_Instruction_
Report each line in the items below that contains the word "building".
[start of Records for the exercise]
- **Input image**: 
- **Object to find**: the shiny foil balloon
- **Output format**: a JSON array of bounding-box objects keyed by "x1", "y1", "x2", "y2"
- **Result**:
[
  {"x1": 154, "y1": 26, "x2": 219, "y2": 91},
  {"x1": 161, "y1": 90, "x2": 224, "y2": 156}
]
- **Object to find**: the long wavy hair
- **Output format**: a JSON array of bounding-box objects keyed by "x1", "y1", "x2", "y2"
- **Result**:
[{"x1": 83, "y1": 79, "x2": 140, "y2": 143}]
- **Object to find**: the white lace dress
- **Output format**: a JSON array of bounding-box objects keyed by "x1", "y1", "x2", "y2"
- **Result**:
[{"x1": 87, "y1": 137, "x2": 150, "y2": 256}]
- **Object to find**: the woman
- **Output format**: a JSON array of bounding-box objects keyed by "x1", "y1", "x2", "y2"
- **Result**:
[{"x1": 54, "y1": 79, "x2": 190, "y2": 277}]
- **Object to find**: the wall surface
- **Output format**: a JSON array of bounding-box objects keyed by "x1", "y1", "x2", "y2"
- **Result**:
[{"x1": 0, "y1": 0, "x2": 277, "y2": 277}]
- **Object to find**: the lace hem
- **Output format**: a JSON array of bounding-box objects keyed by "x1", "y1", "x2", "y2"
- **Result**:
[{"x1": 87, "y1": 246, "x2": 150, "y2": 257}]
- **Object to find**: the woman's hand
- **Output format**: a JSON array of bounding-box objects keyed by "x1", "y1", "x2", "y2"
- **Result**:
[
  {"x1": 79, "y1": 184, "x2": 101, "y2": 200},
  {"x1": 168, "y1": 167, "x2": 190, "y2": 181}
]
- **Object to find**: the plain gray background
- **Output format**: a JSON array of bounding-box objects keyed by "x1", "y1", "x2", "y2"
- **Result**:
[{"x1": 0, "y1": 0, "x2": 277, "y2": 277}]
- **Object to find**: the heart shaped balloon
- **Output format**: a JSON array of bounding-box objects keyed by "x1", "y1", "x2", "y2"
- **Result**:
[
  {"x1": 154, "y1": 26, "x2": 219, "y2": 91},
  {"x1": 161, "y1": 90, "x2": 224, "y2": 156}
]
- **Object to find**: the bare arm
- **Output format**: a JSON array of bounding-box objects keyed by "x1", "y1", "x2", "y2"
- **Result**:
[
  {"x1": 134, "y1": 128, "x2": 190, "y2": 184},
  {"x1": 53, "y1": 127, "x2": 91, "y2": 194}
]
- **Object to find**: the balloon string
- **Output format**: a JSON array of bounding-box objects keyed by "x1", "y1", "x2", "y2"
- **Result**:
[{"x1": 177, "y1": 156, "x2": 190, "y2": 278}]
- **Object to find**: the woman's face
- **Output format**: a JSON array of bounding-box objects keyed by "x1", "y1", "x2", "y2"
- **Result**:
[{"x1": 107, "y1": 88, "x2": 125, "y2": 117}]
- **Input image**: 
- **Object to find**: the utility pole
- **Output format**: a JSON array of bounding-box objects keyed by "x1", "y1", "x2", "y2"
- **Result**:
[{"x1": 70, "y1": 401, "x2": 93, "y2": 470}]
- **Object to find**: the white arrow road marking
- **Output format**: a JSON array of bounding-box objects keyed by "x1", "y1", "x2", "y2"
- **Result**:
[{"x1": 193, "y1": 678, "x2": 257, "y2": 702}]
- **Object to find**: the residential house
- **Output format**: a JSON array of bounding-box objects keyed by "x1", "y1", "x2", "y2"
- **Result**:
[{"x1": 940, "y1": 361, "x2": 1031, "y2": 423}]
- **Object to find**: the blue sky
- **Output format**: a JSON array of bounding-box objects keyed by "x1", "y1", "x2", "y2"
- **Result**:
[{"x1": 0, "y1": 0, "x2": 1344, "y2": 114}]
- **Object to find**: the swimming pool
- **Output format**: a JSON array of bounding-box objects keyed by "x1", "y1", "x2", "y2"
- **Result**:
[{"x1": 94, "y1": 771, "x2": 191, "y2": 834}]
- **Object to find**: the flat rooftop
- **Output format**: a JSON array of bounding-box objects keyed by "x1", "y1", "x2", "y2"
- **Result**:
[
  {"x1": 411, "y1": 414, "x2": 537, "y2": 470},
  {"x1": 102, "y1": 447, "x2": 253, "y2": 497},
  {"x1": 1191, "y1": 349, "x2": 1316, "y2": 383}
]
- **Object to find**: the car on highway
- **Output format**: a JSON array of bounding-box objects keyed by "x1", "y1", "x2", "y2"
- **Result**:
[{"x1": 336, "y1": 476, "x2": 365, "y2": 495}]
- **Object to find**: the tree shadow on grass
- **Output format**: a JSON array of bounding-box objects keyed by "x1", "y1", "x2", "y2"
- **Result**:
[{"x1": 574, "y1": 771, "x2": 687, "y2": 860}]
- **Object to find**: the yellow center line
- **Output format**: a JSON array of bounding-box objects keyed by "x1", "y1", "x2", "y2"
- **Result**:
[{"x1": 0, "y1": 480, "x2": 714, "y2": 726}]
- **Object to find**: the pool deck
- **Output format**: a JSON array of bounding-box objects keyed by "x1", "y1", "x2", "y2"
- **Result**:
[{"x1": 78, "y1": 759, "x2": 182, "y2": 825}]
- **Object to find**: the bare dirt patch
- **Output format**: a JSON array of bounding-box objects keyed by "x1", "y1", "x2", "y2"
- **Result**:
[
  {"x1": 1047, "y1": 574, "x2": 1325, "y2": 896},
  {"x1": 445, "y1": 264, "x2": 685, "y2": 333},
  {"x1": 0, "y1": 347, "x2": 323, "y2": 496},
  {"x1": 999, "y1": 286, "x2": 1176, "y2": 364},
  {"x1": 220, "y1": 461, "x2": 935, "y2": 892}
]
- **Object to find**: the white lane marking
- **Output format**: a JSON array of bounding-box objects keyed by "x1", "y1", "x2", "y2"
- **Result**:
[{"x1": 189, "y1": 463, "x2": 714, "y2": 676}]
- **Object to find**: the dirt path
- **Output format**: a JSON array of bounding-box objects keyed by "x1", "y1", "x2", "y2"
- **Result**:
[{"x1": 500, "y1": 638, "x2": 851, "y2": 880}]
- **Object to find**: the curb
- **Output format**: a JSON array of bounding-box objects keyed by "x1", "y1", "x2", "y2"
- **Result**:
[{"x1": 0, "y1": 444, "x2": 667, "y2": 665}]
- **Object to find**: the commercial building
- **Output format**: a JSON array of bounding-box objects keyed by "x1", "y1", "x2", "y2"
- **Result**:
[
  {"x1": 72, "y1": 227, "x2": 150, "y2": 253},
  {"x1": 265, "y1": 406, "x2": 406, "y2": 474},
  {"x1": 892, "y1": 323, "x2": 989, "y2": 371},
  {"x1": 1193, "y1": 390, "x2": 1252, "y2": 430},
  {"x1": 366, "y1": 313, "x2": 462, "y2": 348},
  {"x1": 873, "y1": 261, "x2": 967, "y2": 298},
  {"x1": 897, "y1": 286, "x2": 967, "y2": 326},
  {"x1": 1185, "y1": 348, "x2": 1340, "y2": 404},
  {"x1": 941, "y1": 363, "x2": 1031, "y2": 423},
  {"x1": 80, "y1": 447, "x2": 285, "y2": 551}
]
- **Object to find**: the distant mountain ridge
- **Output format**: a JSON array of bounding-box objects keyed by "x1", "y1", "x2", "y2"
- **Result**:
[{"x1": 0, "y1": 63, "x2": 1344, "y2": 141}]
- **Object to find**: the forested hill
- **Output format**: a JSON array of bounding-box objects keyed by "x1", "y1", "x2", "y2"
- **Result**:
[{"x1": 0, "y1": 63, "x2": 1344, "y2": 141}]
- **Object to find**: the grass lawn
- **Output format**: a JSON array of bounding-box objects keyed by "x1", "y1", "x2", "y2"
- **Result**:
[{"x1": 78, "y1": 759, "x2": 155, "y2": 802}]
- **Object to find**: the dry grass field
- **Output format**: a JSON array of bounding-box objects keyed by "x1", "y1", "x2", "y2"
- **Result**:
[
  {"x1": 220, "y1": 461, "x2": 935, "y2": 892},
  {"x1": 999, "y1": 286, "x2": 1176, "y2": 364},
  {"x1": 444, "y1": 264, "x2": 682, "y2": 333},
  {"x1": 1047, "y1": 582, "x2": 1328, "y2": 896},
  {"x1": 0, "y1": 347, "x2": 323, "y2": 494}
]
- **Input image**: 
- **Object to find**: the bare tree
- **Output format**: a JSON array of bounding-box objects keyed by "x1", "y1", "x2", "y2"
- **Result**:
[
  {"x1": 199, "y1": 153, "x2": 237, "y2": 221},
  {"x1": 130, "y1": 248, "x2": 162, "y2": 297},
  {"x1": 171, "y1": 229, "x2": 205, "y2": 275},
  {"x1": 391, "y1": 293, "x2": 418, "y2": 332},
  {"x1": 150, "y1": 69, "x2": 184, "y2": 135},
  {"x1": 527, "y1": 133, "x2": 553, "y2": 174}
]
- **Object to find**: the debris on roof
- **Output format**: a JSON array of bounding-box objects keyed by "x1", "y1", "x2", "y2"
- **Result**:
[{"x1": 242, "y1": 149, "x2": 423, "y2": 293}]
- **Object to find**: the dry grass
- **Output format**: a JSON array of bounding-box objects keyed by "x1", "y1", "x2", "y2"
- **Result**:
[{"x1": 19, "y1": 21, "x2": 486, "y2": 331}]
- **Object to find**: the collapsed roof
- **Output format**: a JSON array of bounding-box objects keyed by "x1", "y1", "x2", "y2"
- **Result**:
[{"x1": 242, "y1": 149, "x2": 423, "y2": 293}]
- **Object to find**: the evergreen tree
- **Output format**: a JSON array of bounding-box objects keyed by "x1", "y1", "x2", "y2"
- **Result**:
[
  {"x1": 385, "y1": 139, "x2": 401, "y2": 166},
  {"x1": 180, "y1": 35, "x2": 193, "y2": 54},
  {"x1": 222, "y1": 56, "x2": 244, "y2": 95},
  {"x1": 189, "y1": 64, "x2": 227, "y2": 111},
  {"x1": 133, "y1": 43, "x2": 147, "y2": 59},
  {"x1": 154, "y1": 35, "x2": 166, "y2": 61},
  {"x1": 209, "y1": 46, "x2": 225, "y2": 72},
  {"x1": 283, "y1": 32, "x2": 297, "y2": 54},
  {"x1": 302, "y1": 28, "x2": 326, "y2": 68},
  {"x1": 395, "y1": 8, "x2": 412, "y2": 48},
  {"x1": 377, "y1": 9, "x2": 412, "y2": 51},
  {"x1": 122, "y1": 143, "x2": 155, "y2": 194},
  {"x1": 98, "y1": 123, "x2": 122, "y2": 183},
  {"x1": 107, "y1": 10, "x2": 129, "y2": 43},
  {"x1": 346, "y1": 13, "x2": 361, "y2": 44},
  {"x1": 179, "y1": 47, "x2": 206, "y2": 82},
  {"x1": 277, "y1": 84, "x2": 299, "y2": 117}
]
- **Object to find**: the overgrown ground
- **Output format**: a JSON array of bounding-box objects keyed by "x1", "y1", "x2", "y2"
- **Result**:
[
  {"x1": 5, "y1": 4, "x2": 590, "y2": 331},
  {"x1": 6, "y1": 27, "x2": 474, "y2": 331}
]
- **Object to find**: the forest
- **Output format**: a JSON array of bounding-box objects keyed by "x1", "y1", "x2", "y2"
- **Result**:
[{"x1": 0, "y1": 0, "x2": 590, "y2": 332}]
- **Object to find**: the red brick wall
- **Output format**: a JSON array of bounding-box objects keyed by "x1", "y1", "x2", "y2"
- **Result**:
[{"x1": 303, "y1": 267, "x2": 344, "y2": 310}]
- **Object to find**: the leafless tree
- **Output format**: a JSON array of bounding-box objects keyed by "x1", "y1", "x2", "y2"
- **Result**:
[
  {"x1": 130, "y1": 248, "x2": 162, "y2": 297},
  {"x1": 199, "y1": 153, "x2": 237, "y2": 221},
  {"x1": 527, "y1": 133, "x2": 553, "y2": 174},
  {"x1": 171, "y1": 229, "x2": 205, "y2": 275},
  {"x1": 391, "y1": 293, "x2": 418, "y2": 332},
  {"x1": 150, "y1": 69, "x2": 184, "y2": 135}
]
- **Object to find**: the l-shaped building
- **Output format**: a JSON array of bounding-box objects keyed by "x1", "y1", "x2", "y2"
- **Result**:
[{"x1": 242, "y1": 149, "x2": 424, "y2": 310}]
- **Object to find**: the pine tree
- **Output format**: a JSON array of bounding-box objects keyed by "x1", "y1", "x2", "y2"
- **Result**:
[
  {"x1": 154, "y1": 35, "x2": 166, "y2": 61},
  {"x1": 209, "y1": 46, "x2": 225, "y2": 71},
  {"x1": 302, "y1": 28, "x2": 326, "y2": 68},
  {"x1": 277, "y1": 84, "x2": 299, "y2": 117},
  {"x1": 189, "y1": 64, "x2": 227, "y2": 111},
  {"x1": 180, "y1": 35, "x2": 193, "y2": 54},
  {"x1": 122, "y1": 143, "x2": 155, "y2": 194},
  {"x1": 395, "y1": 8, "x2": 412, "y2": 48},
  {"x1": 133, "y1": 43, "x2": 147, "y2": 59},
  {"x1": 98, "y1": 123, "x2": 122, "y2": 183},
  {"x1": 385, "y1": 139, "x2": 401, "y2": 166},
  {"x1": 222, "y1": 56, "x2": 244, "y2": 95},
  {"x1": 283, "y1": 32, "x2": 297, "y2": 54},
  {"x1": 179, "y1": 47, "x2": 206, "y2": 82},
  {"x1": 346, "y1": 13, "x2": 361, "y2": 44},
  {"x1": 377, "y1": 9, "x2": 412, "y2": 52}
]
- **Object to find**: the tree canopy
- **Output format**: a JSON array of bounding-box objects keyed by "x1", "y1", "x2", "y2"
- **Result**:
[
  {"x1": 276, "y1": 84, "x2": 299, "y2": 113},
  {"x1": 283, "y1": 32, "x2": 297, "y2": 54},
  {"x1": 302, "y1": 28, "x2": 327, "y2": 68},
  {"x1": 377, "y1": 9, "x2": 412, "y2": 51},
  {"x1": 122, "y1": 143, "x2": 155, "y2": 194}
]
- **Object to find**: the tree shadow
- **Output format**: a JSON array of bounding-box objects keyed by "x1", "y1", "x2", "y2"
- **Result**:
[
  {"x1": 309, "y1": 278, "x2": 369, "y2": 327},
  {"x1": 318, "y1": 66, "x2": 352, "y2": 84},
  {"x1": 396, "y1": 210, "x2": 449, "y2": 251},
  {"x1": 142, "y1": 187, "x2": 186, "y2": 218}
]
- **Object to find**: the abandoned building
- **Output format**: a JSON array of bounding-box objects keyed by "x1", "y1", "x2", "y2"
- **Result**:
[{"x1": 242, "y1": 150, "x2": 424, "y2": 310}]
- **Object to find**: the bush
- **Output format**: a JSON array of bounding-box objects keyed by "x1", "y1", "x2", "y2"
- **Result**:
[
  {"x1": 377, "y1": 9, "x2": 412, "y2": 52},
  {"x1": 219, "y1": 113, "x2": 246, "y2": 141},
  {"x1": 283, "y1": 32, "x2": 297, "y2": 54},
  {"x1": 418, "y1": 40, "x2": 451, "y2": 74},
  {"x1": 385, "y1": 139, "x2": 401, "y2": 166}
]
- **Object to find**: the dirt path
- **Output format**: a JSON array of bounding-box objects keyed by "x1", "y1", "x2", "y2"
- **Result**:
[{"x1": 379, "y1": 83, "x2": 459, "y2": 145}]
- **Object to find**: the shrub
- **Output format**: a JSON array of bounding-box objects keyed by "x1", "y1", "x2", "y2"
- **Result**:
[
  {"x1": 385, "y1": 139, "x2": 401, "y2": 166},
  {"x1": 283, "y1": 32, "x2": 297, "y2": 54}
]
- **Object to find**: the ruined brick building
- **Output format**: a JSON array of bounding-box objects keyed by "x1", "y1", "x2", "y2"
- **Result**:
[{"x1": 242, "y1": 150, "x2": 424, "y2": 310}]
[end of Records for the exercise]
_In response_
- **Object to find**: the commercial building
- **Object to find**: the l-shaped building
- **Object to find**: the abandoned building
- **Object to find**: the ruined brick building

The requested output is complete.